### INSTRUCTIONS TO FOLLOW
Reproduce every one of the following records line for line, without changing anything.

■ ■ ■

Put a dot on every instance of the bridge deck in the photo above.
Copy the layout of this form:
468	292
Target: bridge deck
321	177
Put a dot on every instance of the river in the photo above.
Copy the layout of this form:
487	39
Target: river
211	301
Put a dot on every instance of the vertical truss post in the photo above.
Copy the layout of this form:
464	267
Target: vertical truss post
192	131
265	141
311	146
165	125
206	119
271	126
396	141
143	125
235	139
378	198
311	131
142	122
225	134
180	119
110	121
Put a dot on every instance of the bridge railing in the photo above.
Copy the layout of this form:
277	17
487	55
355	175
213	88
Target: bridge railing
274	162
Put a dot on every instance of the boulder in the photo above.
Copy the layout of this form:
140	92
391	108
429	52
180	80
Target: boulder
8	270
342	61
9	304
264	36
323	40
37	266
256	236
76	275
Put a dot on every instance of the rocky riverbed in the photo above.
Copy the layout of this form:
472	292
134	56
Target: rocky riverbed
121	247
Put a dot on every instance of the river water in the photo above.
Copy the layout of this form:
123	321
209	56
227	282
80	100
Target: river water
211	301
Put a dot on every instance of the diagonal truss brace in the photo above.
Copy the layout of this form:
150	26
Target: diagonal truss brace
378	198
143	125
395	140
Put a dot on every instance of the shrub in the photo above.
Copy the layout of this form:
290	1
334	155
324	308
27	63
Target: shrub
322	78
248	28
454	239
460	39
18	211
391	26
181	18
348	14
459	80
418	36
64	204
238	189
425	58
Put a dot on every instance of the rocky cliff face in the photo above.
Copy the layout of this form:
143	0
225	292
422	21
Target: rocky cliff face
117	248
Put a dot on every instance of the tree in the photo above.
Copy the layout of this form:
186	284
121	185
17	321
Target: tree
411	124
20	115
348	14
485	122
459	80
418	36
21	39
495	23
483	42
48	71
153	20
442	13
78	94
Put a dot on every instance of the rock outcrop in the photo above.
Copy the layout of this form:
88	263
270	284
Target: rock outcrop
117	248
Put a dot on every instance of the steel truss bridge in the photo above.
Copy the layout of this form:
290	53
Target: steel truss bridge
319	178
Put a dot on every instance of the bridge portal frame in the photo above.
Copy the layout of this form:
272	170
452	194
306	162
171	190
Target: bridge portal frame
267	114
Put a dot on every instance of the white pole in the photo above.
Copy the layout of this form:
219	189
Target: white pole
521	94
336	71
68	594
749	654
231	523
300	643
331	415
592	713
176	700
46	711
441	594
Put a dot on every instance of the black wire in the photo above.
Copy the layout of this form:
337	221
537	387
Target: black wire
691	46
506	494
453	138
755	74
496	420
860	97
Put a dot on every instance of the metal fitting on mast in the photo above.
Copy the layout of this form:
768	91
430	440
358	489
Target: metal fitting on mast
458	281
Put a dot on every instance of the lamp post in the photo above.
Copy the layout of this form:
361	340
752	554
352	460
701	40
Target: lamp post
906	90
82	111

■ ■ ■

### THE OUTPUT
Put a dot on every instance of the bridge deck in the photo above.
Copy the layout of this form:
468	292
Target: bridge deck
321	177
Put a dot on every instance of the river in the photo above.
Copy the layout of this form:
487	39
Target: river
211	301
Put a dot on every instance of the vertical truss post in the photo above.
Copy the layout of this form:
464	267
Target: vertical truss post
192	131
265	141
311	146
165	125
206	119
271	126
396	141
143	125
235	139
378	198
311	131
142	122
225	134
180	119
110	121
Put a dot on every instance of the bridge railing in the photo above.
Copy the layout of this form:
277	17
487	55
355	175
213	88
Target: bridge railing
274	162
Put a dot on every instance of the boulder in the photo above.
Copy the layout of this form:
140	92
391	108
429	52
180	80
Target: boulder
8	270
342	61
9	304
264	36
323	40
37	266
256	236
76	275
Put a dot on every instance of the rocky riverbed in the photo above.
Copy the layout of this form:
472	292
134	56
Target: rocky riverbed
121	247
Put a dot on every instance of the river water in the photo above.
Copy the layout of this form:
123	321
209	56
227	282
80	100
Target: river water
211	301
Put a dot on every instance of the diagonal truss brace in the photo above.
Copy the layout of this form:
150	26
Target: diagonal truss brace
378	198
143	125
395	140
Put a dot on every instance of the shrub in the photo above.
Copy the layout of this form:
290	1
334	155
324	308
27	63
Target: shrub
322	78
248	28
454	239
460	39
18	211
391	26
181	18
348	14
459	80
418	36
64	204
238	189
425	58
Put a dot on every instance of the rocky cliff face in the photo above.
Copy the layout of this form:
143	0
225	292
422	21
Target: rocky cliff face
117	248
Put a dot on every instance of the tree in the photo above.
Copy the layout of this form:
186	284
121	185
17	321
Target: tree
411	124
20	115
348	14
485	122
459	80
418	36
21	39
495	23
483	42
48	71
153	20
442	13
78	94
Put a dot on every instance of the rock outcrop in the photo above.
Copy the layout of this form:
88	263
270	284
Target: rock outcrop
117	248
Put a dot on every instance of the steel truss bridge in the photo above.
Copy the layout of this form:
290	53
Target: steel truss bridge
319	178
Put a dot on every instance of the bridge portal frame in the photo above.
Copy the layout of this form:
272	170
452	194
306	162
171	190
Target: bridge portal frame
267	114
Put a dot on every instance of the white pole in the photo above.
Copy the layout of this form:
219	189
Target: white pole
521	94
336	71
68	594
749	654
231	523
300	643
331	415
592	713
176	700
46	711
441	594
Put a dot on every instance of the black wire in the photo above.
Copy the layout of this form:
337	221
537	387
Target: black wire
691	46
506	494
453	138
755	74
496	420
860	97
Put a dot on every instance of the metal fitting on mast in the photo above.
Copy the layout of this form:
768	91
430	440
358	489
Target: metal fitting on mast
458	281
Put a dot on every instance of the lamp post in the photo above.
Copy the layout of this form:
361	340
752	554
352	460
701	40
Target: lamp post
906	90
82	111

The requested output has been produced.